Friendly, Sincere, Resourceful, Determined, Open-minded. 

These are the words that Scott Rhodes, PhD, MPH, uses to describe himself. Rhodes is a professor in and the chair of the Department of Social Science and Health Policy, and he directs the Program in Community-Engaged Research within the Wake Forest Clinical and Translational Science Institute. Rhodes has published more than 250 articles and book chapters on the health of marginalized populations, including immigrants, African American/Black and Latinx persons, and sexual and gender minorities.  

A man in a navy jacket and striped bow tie stands in an office with large windows, one hand resting on the back of a chair
Rhodes works with an array of research teams within Wake Forest School of Medicine that focus on health equity and disparities in the US South. His current projects support health care access among transgender Latina woman across North Carolina and among gay men and transgender women of color in rural Appalachia (north of Asheville), and he leads a new project to explore and promote the health of food insecure persons using peer navigation and mHealth. Rhodes also works on a national level to explore and understand immigration policy enforcement, health care access and health outcomes among Latinx populations in the United States.

= = = =

> [WHAT YOU WILL DO]: Continue the profile of Scott Rhodes, beginning after its final sentence.

= = = =

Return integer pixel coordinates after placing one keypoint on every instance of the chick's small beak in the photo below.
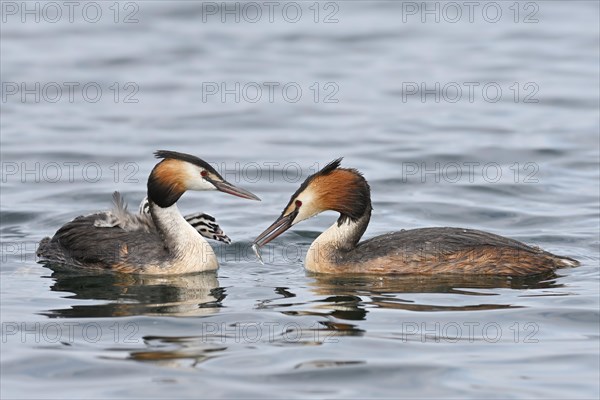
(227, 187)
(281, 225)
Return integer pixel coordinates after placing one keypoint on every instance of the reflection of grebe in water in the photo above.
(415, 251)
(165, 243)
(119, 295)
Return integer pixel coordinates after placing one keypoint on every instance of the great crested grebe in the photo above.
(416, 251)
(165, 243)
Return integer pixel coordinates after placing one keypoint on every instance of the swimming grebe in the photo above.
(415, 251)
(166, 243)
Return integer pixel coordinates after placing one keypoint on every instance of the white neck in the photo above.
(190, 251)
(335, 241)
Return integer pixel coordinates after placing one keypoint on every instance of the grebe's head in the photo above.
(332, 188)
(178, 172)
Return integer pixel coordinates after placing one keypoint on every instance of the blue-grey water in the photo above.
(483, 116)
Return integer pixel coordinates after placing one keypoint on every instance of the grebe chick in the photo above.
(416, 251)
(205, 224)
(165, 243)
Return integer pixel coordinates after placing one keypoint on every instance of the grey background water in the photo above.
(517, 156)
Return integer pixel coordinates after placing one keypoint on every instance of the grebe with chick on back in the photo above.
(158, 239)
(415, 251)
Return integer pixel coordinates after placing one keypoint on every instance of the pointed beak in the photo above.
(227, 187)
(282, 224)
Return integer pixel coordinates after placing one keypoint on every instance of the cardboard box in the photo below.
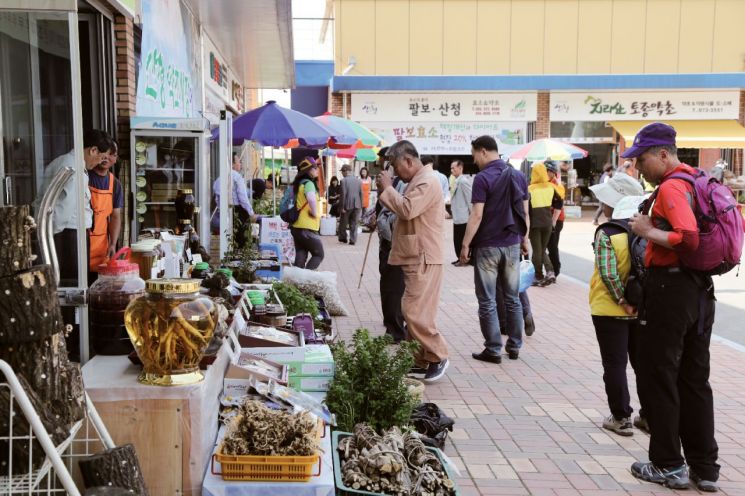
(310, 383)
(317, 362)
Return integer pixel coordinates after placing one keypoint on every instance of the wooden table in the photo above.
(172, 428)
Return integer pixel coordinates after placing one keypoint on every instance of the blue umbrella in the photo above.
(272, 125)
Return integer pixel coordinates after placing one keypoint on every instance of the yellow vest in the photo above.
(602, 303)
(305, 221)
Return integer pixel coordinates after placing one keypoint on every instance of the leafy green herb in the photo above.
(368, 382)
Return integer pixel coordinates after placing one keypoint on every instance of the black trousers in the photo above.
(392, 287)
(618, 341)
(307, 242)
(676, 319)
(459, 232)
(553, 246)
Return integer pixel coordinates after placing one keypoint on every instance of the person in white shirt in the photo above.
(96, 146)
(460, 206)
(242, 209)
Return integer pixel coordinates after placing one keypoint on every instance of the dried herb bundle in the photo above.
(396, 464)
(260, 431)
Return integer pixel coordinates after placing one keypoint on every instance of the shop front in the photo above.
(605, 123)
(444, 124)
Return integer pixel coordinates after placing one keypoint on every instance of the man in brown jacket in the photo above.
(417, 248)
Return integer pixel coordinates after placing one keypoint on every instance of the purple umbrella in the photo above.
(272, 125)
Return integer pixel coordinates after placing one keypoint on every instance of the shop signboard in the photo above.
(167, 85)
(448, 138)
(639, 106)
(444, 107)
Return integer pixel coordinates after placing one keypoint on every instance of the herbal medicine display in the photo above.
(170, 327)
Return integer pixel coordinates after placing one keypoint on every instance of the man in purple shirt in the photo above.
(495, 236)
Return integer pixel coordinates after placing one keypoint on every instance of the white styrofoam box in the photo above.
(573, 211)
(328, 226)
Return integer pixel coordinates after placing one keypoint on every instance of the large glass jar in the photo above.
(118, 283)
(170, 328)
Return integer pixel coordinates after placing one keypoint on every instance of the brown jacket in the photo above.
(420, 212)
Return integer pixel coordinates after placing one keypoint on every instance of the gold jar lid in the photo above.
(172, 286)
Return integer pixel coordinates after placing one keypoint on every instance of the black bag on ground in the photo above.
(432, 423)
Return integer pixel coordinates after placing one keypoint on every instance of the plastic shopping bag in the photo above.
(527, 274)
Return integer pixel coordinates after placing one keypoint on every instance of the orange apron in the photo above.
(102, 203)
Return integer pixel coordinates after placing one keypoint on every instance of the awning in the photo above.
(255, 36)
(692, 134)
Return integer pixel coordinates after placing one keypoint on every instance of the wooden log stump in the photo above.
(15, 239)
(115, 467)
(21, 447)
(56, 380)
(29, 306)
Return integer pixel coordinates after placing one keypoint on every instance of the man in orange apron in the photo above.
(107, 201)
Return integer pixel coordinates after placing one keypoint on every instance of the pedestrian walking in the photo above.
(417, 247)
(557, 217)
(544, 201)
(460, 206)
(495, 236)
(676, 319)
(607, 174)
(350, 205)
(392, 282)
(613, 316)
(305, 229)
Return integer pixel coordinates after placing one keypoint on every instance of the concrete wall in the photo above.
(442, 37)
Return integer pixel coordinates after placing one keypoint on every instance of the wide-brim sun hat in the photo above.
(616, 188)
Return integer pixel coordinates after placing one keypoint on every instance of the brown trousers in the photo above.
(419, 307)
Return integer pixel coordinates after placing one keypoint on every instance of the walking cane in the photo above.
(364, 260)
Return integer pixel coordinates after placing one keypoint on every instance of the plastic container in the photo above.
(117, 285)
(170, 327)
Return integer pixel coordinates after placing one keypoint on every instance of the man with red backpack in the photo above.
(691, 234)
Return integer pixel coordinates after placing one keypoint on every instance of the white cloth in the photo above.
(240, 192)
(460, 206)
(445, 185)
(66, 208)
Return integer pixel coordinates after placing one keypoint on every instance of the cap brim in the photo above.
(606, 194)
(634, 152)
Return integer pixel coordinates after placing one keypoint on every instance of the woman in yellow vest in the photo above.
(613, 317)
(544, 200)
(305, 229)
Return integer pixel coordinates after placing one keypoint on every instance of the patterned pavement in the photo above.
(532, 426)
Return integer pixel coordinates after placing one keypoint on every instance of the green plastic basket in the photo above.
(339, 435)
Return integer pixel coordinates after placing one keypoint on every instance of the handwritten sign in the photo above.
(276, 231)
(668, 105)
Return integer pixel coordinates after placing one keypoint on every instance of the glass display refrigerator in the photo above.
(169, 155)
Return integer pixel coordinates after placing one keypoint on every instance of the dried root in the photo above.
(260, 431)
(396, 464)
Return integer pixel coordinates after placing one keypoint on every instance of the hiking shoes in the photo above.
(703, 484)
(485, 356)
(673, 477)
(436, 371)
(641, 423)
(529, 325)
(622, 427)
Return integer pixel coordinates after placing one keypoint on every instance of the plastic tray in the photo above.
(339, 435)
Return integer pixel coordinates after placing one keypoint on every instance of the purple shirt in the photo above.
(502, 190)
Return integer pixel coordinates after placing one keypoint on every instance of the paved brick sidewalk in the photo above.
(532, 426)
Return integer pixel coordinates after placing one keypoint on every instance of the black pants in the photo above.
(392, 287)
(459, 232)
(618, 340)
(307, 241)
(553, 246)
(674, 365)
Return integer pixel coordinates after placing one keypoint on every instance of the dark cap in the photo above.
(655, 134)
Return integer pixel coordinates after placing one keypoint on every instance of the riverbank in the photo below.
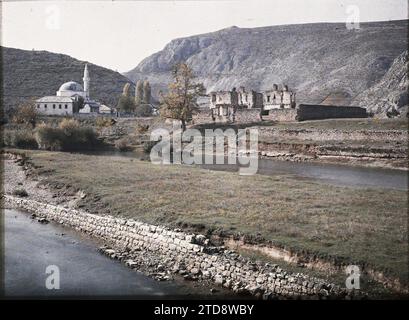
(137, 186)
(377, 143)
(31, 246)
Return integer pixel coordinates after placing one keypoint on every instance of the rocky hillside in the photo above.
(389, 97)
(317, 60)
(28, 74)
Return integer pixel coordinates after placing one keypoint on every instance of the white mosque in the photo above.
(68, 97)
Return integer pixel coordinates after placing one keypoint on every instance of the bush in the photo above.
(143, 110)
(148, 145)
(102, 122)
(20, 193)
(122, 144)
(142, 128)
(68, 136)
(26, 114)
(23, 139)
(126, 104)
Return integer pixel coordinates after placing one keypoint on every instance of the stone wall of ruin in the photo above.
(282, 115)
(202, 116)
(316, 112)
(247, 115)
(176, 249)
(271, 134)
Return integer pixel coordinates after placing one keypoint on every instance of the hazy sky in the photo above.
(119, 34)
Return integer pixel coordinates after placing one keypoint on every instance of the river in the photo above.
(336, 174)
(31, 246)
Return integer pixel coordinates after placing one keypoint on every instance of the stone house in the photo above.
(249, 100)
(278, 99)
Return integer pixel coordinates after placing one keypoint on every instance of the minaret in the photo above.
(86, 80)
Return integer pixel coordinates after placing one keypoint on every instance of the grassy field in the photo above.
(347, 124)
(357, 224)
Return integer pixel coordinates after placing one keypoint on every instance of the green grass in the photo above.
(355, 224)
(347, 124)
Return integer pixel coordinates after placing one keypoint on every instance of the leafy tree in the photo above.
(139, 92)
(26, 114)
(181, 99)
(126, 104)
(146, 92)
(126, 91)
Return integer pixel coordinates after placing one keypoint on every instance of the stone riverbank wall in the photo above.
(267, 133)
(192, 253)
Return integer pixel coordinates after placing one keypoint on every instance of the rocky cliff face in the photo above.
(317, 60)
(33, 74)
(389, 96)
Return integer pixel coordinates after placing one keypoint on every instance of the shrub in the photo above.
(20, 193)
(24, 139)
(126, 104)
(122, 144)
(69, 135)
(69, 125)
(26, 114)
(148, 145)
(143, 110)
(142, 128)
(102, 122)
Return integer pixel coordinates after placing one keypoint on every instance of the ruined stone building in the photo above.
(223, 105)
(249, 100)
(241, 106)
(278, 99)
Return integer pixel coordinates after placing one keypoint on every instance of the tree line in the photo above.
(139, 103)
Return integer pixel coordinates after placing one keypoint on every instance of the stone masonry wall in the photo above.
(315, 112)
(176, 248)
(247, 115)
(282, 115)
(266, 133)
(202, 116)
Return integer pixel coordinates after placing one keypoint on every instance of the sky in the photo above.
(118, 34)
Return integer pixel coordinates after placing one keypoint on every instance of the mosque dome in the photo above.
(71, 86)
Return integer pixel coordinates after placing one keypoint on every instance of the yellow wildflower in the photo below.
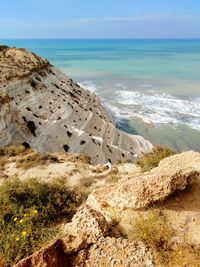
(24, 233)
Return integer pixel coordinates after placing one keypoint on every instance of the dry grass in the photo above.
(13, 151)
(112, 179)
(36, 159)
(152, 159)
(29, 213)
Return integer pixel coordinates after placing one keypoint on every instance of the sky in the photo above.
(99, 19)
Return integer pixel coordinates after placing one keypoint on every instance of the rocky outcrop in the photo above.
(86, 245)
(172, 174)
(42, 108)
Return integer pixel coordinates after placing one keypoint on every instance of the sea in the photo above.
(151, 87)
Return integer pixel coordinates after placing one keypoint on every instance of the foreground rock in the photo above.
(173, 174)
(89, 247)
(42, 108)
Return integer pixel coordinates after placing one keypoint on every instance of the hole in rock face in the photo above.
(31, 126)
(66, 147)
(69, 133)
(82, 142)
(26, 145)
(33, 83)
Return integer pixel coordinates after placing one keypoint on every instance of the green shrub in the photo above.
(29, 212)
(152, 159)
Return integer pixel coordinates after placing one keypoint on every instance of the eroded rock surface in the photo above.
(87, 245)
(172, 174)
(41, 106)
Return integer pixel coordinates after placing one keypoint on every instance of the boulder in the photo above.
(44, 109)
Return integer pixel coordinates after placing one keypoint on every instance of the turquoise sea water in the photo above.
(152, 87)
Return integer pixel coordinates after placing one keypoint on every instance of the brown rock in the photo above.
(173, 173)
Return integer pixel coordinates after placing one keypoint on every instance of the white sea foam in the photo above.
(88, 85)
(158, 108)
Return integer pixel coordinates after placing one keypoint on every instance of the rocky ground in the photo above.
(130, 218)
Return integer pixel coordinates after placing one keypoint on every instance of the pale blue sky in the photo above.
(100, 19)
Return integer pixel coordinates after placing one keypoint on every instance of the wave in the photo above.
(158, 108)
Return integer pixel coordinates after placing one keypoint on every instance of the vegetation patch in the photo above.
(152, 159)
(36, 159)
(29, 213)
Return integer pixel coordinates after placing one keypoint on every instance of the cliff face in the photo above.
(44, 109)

= = = =

> [ANSWER AREA]:
 

But that is just the beginning of his story. Read about what inspires him and how his life experiences shaped his commitment to community-based research by focusing not on just science and evidence but the people within a community. 

_________ 

What are some of your hobbies or interests outside of work? 

Above all, I appreciate time with my husband, whether we are at home or traveling. I also love to be outside. I do not take it too seriously, but I enjoy tending the garden on Saturday mornings, and the pandemic has provided opportunities to reacquaint myself with the birds in our backyard. I also enjoy reading (mostly fiction), listening to music and watching international series on Netflix (especially political/spy dramas). I am happy that some of the COVID-19 restrictions have been lifted, and we are able to socialize with friends and family once again. 

What’s your experience and how did you get into the field?  

My dad was a professor of engineering, and my mom has a master’s of science degree in public health. She also has been a lifelong activist, and I am a blend of the two of them. They taught me the value of science and evidence and the value of translating science and evidence into concrete actions to improve lives. When the HIV epidemic emerged, I felt like I should help, that I should use science to identify and meet the needs and priorities of communities I was part of and connected to.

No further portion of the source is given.